# Photo-based referring expression data:
▼
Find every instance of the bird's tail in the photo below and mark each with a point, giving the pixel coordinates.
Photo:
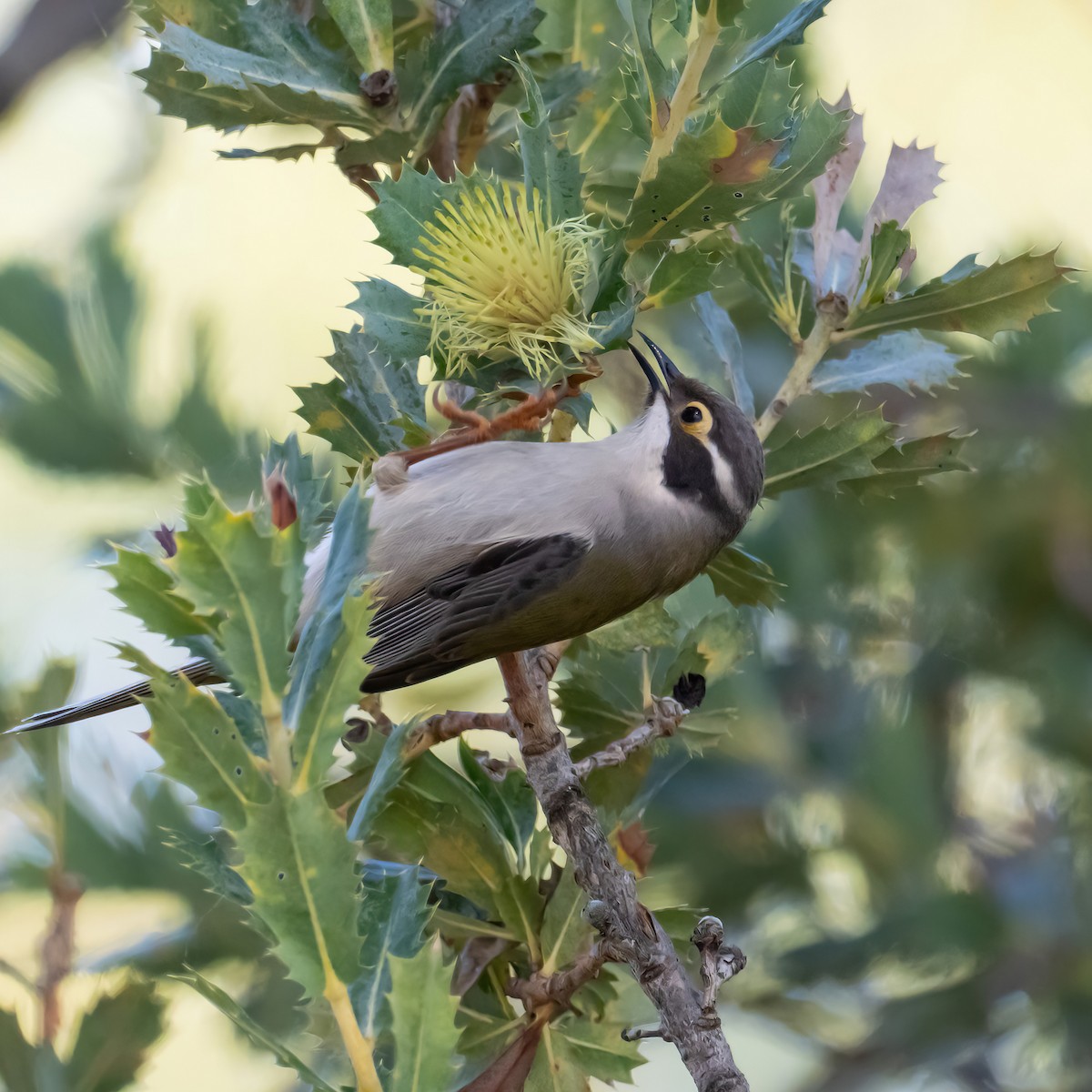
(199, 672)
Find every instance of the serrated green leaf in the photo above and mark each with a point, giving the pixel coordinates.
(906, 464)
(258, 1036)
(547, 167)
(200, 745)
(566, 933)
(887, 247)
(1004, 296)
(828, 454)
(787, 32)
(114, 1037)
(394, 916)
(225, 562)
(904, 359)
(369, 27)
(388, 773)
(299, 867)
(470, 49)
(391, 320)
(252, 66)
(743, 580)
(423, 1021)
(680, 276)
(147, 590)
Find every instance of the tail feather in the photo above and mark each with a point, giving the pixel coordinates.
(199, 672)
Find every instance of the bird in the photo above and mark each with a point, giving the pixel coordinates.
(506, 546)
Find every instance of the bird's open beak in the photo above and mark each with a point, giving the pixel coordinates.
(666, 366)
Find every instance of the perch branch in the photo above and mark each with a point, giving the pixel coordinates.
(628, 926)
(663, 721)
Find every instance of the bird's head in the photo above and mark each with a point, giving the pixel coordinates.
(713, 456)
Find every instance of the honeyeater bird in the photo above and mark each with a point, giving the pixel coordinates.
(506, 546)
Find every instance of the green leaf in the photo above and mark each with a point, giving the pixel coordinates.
▲
# What you should do:
Would you restate all of the data above word for word, omitting the pictures?

# Answer:
Find every instance of the bird's tail in the photo below and mark each with a point, giving the pixel coordinates.
Photo:
(199, 672)
Find every instance of the serrated green leaf in the photo above and mark each with a point, giving the pixel coordinates.
(906, 464)
(258, 1036)
(547, 167)
(200, 745)
(566, 933)
(887, 247)
(1004, 296)
(828, 454)
(787, 32)
(114, 1037)
(394, 916)
(225, 562)
(904, 359)
(369, 27)
(388, 773)
(299, 867)
(470, 49)
(391, 320)
(252, 66)
(743, 580)
(423, 1021)
(680, 276)
(147, 590)
Find every instance of the tail feather in the photo above and mark each with a point, giving the pixel coordinates.
(199, 672)
Find every instance of the bird in the photo above and mark each with a point, giving the pixel coordinates.
(506, 546)
Find every instance of the bird's open beak in the photo above and mark each with a point, giving the pixel coordinates.
(666, 366)
Find every instance of the perch branch in the photo above and mark each with a point, giving the pixel coordinates.
(628, 926)
(663, 721)
Find every instance of the bird's head in the photo above and mark each with a point, giving the pixel coordinates.
(713, 456)
Find every instance of the honeyeater bird in the photo above and mark each with a point, giving the pixel coordinates.
(506, 546)
Find every instance of the green leaf in the photo above and mark each with a point, giving the pixel coordinates.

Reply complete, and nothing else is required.